• _Exercise aim_: Omit the images. Copy each entry word for word.

• _Information shown_:

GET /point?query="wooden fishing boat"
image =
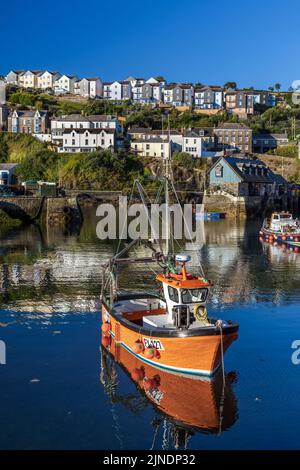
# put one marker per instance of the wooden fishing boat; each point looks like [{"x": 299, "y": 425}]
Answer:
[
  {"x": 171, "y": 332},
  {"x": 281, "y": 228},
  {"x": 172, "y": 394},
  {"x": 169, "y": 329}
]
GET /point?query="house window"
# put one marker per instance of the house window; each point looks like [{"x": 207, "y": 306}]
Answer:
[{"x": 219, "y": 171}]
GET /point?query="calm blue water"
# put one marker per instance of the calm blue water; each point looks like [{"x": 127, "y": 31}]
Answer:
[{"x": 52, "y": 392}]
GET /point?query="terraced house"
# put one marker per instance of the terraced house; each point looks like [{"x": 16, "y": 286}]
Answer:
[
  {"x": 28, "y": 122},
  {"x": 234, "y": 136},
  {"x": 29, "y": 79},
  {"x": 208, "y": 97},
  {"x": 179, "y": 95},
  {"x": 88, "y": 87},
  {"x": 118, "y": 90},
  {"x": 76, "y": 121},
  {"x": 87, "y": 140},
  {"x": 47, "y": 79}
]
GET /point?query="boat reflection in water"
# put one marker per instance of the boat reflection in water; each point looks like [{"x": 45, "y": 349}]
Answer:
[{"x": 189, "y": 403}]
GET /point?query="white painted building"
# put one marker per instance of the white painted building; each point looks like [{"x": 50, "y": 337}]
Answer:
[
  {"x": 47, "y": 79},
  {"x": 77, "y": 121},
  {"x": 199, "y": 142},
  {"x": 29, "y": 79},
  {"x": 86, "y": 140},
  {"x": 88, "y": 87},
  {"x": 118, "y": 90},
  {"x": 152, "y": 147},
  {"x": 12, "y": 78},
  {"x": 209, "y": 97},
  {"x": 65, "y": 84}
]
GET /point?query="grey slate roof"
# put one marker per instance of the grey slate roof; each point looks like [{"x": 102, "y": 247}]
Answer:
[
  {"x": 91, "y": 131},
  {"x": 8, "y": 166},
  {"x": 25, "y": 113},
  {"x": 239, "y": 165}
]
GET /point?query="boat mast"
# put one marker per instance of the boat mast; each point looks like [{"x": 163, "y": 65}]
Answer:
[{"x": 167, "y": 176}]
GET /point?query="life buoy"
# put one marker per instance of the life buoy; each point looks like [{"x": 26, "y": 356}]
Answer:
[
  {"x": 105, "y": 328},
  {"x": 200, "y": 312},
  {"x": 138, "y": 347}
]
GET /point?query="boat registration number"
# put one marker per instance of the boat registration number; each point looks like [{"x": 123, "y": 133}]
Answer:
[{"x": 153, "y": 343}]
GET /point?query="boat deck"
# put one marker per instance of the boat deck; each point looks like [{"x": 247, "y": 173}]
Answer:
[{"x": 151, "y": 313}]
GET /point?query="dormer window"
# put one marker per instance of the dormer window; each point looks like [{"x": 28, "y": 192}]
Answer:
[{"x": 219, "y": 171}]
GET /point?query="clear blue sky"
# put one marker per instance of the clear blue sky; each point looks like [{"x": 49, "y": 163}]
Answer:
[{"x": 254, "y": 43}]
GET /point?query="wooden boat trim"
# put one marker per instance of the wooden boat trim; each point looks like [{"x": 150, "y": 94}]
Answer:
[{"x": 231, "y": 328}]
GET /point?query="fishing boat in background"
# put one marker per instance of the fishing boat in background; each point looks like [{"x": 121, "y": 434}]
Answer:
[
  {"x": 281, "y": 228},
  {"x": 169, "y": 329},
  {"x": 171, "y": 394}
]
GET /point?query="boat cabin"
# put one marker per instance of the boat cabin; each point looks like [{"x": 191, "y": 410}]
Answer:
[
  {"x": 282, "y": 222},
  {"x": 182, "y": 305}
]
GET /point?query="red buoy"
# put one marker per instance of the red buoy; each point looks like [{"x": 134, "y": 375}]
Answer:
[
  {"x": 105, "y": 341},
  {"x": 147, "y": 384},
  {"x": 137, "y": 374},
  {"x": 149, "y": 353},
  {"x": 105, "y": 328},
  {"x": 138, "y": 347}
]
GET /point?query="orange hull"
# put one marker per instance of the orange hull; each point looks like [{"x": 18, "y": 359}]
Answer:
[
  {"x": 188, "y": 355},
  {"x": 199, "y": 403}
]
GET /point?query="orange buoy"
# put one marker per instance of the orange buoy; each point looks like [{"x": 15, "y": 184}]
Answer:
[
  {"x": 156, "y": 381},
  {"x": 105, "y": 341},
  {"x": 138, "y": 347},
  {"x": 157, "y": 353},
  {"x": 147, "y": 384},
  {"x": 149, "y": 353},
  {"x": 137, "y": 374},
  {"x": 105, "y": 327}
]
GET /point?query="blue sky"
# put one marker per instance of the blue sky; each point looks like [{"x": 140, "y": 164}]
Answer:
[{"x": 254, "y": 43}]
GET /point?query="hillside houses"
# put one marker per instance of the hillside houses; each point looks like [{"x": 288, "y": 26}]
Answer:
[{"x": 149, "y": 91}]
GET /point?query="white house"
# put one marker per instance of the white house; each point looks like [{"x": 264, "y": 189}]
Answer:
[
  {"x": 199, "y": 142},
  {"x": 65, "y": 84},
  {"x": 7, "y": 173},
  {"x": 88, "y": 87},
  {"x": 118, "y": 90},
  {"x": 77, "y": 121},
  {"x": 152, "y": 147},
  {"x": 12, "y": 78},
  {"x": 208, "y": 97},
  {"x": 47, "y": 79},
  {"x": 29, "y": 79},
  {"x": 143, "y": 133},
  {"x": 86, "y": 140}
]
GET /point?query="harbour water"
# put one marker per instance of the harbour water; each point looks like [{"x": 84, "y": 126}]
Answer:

• _Answer to this problem_:
GET /point?query="wooden fishing boat"
image =
# put one marker per instance of the wooden fishing boat; each point looks like [{"x": 299, "y": 425}]
Answer:
[
  {"x": 171, "y": 332},
  {"x": 281, "y": 228},
  {"x": 172, "y": 394},
  {"x": 169, "y": 329}
]
GET /point?query="house window"
# put one marker per instance of the house window; each point looks like [{"x": 207, "y": 306}]
Answer:
[{"x": 219, "y": 171}]
GET /point?query="calm blue water"
# put one marker per instance of the calm blue water; each point looks like [{"x": 127, "y": 31}]
Answer:
[{"x": 52, "y": 392}]
GET /point?query="terraced house"
# put one marker per instance of the terraced house; each point looks like [{"x": 16, "y": 286}]
Answer:
[
  {"x": 28, "y": 122},
  {"x": 234, "y": 136},
  {"x": 29, "y": 79},
  {"x": 208, "y": 97},
  {"x": 179, "y": 95},
  {"x": 88, "y": 87},
  {"x": 118, "y": 90},
  {"x": 76, "y": 121},
  {"x": 87, "y": 140},
  {"x": 47, "y": 79}
]
GET /point?query="boat reflection in water"
# put one marker per instance of the boat reflection in water; each point looks like [{"x": 45, "y": 349}]
Answer:
[{"x": 189, "y": 403}]
GET /point?query="white painted building"
# put one marker per instance of the white painted building; each point looks like [{"x": 50, "y": 337}]
Answer:
[
  {"x": 47, "y": 79},
  {"x": 77, "y": 121},
  {"x": 199, "y": 142},
  {"x": 29, "y": 79},
  {"x": 86, "y": 140},
  {"x": 88, "y": 87},
  {"x": 118, "y": 90},
  {"x": 152, "y": 147},
  {"x": 12, "y": 78},
  {"x": 209, "y": 97},
  {"x": 65, "y": 84}
]
GET /point?query="grey slate roof"
# put one marker per instance of the grey slate roof; each point looks like [{"x": 102, "y": 247}]
Answer:
[
  {"x": 91, "y": 131},
  {"x": 8, "y": 166},
  {"x": 25, "y": 113},
  {"x": 239, "y": 165}
]
GET /point?query="boat mast"
# put one marker per instance of the boat mast; each point looks like [{"x": 163, "y": 65}]
Answer:
[{"x": 167, "y": 176}]
GET /point?query="life buoy"
# put one marker per instance of the life buoy; each point looks like [{"x": 26, "y": 356}]
Answer:
[
  {"x": 105, "y": 328},
  {"x": 200, "y": 312},
  {"x": 138, "y": 347}
]
GET /point?query="boat registration number"
# put one marker per instance of the boat registration number; each point looks like [{"x": 123, "y": 133}]
Answer:
[{"x": 153, "y": 343}]
GET /point?query="boat deck"
# put one marker per instance of the boat deck; each point looks like [{"x": 247, "y": 173}]
Answer:
[{"x": 151, "y": 313}]
GET /point?query="dormer window"
# put one marker per instance of the dormer window; each point looks like [{"x": 28, "y": 192}]
Answer:
[{"x": 219, "y": 171}]
GET /point?query="clear blue sky"
# put one marker per instance of the clear blue sky; each point looks like [{"x": 49, "y": 163}]
Answer:
[{"x": 254, "y": 43}]
GET /point?query="wooden boat trim"
# put one marker per instance of the wooden boat trim; each point looks like [{"x": 150, "y": 94}]
Answer:
[{"x": 231, "y": 328}]
GET /point?query="fishing boat in background"
# put one marker per instance of the fishing boat in background; each point looks like [{"x": 121, "y": 434}]
Answer:
[
  {"x": 281, "y": 228},
  {"x": 169, "y": 329},
  {"x": 171, "y": 394}
]
GET /point?query="boat cabin"
# put one marker per instance of the boat cabin; each point looks like [{"x": 191, "y": 410}]
Answer:
[
  {"x": 282, "y": 222},
  {"x": 182, "y": 305}
]
GET /point?query="red buoy"
# put one marker per instance of the red buoy; each point looks like [{"x": 134, "y": 375}]
Answer:
[
  {"x": 105, "y": 341},
  {"x": 147, "y": 384},
  {"x": 137, "y": 374},
  {"x": 149, "y": 353},
  {"x": 105, "y": 328},
  {"x": 138, "y": 347}
]
GET /point?query="orange hull"
# put one marker per instance of the orange hull; each point looks like [{"x": 18, "y": 359}]
Answer:
[
  {"x": 188, "y": 355},
  {"x": 199, "y": 403}
]
GET /point?query="orange buoy"
# put one marker per instance of the orange buoy; each point looks like [{"x": 15, "y": 184}]
Answer:
[
  {"x": 156, "y": 381},
  {"x": 105, "y": 341},
  {"x": 138, "y": 347},
  {"x": 157, "y": 353},
  {"x": 147, "y": 384},
  {"x": 149, "y": 353},
  {"x": 137, "y": 374},
  {"x": 105, "y": 327}
]
GET /point?query="blue sky"
# put one marker per instance of the blue sky; each point looks like [{"x": 140, "y": 164}]
Answer:
[{"x": 254, "y": 43}]
GET /point?query="hillside houses"
# put one marker per instance of the hillside houses; each point looks like [{"x": 288, "y": 26}]
Answer:
[{"x": 149, "y": 91}]
GET /point?query="white house"
# put one marker per instance of the white house; each point looks like [{"x": 264, "y": 189}]
Answer:
[
  {"x": 199, "y": 142},
  {"x": 65, "y": 84},
  {"x": 7, "y": 173},
  {"x": 88, "y": 87},
  {"x": 118, "y": 90},
  {"x": 77, "y": 121},
  {"x": 152, "y": 147},
  {"x": 12, "y": 78},
  {"x": 208, "y": 97},
  {"x": 47, "y": 79},
  {"x": 29, "y": 79},
  {"x": 143, "y": 133},
  {"x": 86, "y": 140}
]
GET /point?query="harbour water"
# put one marker per instance of the harbour water; each point looks like [{"x": 84, "y": 126}]
Answer:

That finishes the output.